Directions: Output the listing exactly, leaving out no line.
##### Data
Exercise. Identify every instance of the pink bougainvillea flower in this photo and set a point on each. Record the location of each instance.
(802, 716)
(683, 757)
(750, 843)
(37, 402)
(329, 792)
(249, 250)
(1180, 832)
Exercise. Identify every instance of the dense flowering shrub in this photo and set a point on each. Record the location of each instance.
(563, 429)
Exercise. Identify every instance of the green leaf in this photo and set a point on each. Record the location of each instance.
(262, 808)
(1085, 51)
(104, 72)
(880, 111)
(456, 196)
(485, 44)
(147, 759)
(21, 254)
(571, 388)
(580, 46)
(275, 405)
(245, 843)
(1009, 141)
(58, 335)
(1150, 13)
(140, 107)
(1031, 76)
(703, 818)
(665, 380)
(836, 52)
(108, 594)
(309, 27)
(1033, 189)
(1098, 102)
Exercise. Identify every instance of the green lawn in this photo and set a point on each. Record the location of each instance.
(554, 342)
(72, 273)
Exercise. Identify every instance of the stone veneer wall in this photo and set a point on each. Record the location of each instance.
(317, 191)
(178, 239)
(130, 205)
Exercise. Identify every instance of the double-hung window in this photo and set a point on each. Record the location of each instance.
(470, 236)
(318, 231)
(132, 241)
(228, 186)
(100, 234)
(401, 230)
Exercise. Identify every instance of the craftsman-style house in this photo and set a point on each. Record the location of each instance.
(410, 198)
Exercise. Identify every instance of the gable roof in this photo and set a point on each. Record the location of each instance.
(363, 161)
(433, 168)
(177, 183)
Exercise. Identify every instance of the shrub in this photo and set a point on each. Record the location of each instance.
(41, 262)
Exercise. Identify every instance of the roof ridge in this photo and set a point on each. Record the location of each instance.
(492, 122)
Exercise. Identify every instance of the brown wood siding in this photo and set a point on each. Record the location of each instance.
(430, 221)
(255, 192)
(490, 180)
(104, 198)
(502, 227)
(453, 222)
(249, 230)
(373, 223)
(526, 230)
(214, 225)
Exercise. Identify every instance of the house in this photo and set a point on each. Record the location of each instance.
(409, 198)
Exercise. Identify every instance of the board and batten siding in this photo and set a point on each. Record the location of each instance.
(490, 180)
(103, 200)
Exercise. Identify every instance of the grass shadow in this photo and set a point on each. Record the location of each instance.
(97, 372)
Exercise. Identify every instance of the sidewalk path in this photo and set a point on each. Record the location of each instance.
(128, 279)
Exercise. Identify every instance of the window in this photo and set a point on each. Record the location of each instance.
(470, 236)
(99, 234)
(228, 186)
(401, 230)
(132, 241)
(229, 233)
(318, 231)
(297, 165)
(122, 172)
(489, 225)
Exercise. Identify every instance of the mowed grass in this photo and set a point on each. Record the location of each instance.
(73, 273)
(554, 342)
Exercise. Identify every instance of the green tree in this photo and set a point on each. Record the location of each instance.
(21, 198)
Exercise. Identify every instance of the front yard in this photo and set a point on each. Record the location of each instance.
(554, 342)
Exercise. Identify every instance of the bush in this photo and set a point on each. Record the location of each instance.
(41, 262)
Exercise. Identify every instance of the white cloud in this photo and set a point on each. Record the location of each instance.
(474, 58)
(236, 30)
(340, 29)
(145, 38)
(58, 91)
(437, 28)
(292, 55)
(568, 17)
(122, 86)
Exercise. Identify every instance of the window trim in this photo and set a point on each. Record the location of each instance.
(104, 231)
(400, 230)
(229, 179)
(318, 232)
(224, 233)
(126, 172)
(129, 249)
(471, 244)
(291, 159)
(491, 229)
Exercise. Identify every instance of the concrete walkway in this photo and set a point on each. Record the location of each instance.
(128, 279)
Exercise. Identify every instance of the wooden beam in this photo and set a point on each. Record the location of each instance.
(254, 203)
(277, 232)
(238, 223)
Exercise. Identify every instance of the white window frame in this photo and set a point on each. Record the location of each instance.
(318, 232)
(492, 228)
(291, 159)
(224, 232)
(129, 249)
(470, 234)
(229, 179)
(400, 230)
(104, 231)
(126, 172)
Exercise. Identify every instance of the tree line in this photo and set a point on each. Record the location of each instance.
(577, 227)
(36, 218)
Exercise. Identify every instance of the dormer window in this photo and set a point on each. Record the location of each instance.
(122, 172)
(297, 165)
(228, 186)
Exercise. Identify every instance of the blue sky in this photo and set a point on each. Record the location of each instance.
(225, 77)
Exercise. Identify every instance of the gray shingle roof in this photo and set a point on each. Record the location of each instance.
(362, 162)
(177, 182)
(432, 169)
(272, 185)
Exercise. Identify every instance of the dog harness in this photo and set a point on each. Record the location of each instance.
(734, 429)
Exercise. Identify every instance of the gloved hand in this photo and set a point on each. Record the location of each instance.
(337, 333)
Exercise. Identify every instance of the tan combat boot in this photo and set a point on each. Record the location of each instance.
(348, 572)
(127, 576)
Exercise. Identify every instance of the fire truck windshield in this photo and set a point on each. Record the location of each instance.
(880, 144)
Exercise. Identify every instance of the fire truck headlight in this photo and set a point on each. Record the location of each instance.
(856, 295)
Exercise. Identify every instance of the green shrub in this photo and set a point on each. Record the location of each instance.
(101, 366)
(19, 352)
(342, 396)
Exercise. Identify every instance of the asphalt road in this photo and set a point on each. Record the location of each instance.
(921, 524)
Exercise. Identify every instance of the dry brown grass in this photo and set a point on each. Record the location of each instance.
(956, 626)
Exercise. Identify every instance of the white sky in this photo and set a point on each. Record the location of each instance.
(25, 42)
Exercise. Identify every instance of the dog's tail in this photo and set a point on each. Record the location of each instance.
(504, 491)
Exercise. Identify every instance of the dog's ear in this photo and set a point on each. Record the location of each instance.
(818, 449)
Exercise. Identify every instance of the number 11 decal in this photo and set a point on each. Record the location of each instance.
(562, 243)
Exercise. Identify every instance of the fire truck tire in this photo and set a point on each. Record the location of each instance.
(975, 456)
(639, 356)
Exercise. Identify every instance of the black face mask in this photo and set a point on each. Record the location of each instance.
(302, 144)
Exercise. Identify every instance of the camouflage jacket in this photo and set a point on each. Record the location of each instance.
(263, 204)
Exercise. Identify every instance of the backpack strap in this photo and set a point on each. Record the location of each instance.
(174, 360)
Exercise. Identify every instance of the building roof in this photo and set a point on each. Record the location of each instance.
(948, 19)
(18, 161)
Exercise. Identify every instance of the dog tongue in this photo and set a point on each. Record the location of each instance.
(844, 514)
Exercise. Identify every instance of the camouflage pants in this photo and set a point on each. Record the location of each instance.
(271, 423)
##########
Written solution:
Exercise. Identify every instance of the pink bougainvillea flower in this photo and set a point on each. Record the location of each instance.
(802, 716)
(683, 757)
(750, 843)
(37, 402)
(329, 792)
(249, 250)
(1180, 832)
Exercise. Identify every instance of the dense flowering shrub in this photo and set a point on each. Record the location of each instance.
(563, 429)
Exercise. Identify every instance of the green leaf in this photo and set a point on each. Record the location of each instance.
(262, 808)
(1085, 51)
(104, 72)
(880, 111)
(456, 196)
(485, 44)
(147, 759)
(21, 254)
(571, 388)
(580, 46)
(275, 405)
(245, 843)
(1009, 141)
(58, 335)
(1150, 13)
(140, 107)
(1031, 76)
(703, 818)
(665, 380)
(836, 52)
(108, 594)
(309, 27)
(1033, 189)
(1098, 102)
Exercise. Identify every instance of the green lawn in this photo and set a point on each. Record the location of each instance.
(554, 342)
(72, 273)
Exercise. Identify every instance of the stone veneer wall in this photo and set a point on each. Record the location of each instance.
(317, 191)
(178, 239)
(130, 205)
Exercise. Identify every instance of the double-hung window in this photo and set a point on each. Record the location of each instance.
(470, 236)
(318, 231)
(132, 241)
(228, 186)
(100, 234)
(401, 230)
Exercise. Identify every instance of the craftsman-style house in this photo and set a point on each. Record the location of each instance.
(410, 198)
Exercise. Identify every instance of the gable roof in this photo and set a point on each. Record the location of each instance.
(363, 161)
(433, 168)
(177, 183)
Exercise. Identify every instance of the shrub in this photo and set a point on each. Record the location of each instance.
(41, 262)
Exercise. Identify every instance of the roof ridge in this photo and set a point on each. Record the location of each instance.
(492, 122)
Exercise. Identify every instance of the brown wood siding in this photo and set a point on each. Record the location of each instance.
(430, 221)
(255, 192)
(490, 180)
(104, 198)
(502, 227)
(453, 222)
(249, 230)
(373, 223)
(526, 230)
(214, 225)
Exercise. Identify every instance of the house in this photo and set a point on each. Record the location of each instance.
(409, 198)
Exercise. Identify every instance of the board and batten siding in this photo and set a point on each. Record the location of each instance.
(490, 180)
(103, 200)
Exercise. Identify every instance of the grass shadow in this photo and set a point on each. Record the location of each instance.
(97, 372)
Exercise. Identify every instance of the sidewalk path in this photo and set a point on each. Record the location of each instance.
(128, 279)
Exercise. Identify every instance of the window in this photo and set a point on each. Record the location of each instance.
(470, 236)
(99, 234)
(228, 186)
(401, 230)
(132, 241)
(229, 233)
(318, 231)
(297, 165)
(122, 172)
(489, 225)
Exercise. Identify every instance of the mowed grass in this photo and set a point on each. Record the location of each instance.
(73, 273)
(554, 342)
Exercise. Identify every instance of the green tree in this photo and set a point on each. Record the location of each instance.
(21, 198)
Exercise. Identify every instance of the front yard in this photo and set a point on each. Record the location of each instance.
(554, 342)
Exercise. Identify every instance of the bush in this photo and set a point on each. Record the location of each instance.
(41, 262)
Exercise. Identify every instance of the white cloud in this photo and set a point on each. Record the location of each instance.
(474, 58)
(236, 30)
(340, 29)
(145, 38)
(58, 91)
(437, 28)
(292, 55)
(568, 17)
(122, 86)
Exercise. Identify every instance of the window trim in this photo and set a point on each. Record the location of each instance.
(104, 231)
(400, 230)
(229, 179)
(318, 232)
(224, 233)
(126, 172)
(129, 249)
(471, 244)
(291, 159)
(491, 229)
Exercise. Identify every instance of the concrete walkway in this photo and set a point on each. Record the location of each instance.
(128, 279)
Exercise. Identify every instance of the wooden beam in this photo and set a point on each. Record the location of each instance.
(254, 203)
(277, 232)
(238, 223)
Exercise. Identify every instance of the white window frame in this photo and set a point on each. Record the location of each instance.
(318, 232)
(492, 228)
(291, 159)
(224, 232)
(129, 249)
(470, 234)
(229, 179)
(400, 230)
(104, 231)
(126, 172)
Exercise. Identify every instance of the tree line in this photo and set a point on each. Record the location of each instance.
(577, 227)
(36, 218)
Exercise. Identify every instance of the dormer window in this photo and set a point on each. Record the location of each instance.
(122, 172)
(297, 165)
(228, 186)
Exercise. Identify every instance of the blue sky in this photo and set a point on each. Record the location of each instance.
(225, 77)
Exercise. Identify every instance of the gray shingle roof in this photo and set a point on each. Record the location of each instance.
(362, 162)
(177, 182)
(432, 169)
(272, 185)
Exercise. Identify every instance of the dog harness in this photo and set a point on each. Record the location of each instance.
(734, 429)
Exercise. Identify every instance of the gloved hand in this photo and set a point on each. Record the location of each instance.
(337, 333)
Exercise. Identify every instance of the tan combat boot in this photo and set a point on each. Record the location of each instance.
(348, 572)
(127, 576)
Exercise. Identify every instance of the fire truck windshield in this photo and set a point on each. Record the location of each instance.
(880, 144)
Exercise. Identify every instance of the fire truck headlight in this photo and set a point on each. Record the location of each instance.
(856, 295)
Exercise. Identify every instance of the green shrub in this photo and set a point on each. Record the location of each instance.
(101, 366)
(19, 352)
(342, 396)
Exercise. Identify every instance of the asphalt road in this photo and set a point on each. Record the location of each instance.
(921, 524)
Exercise. Identify every instance of the dry brown grass in this photo and set a point on each. Record the location of each instance.
(956, 626)
Exercise. Identify every instance of the white sky in this photo and set a point on each. Record the location of each instance.
(25, 42)
Exercise. Identify every instance of the dog's tail in this photo and set a point on each. Record the location of each instance.
(504, 491)
Exercise. Identify every instance of the dog's ear in this photo and set a point on each. Record the location of each instance.
(818, 449)
Exercise. Identify every instance of the number 11 decal in this photo and set a point on each. Record the location of each instance.
(562, 243)
Exercise. Identify every instance of the fire truck tire in this photo and set a point on each. Record the location of each instance.
(975, 456)
(639, 356)
Exercise. Identify every instance of the black face mask in this photo and set a point on each. Record the location of each instance.
(302, 144)
Exercise. Identify every instance of the camouflage jacket in this photo and set a point on each. Record the location of each instance.
(263, 204)
Exercise. Identify every instance of the backpack strap in this photo and set a point on each. Record the location of each instance.
(174, 360)
Exercise. Identify every instance of the building roof in this photo and set a point on each. Record the location of each instance.
(948, 19)
(18, 161)
Exercise. Identify every instance of the dog tongue in this photo and set a point on each. Record the location of each instance.
(844, 514)
Exercise. Identify every instance of the camouflage pants in this photo and set a point on each. Record the location of each instance.
(271, 423)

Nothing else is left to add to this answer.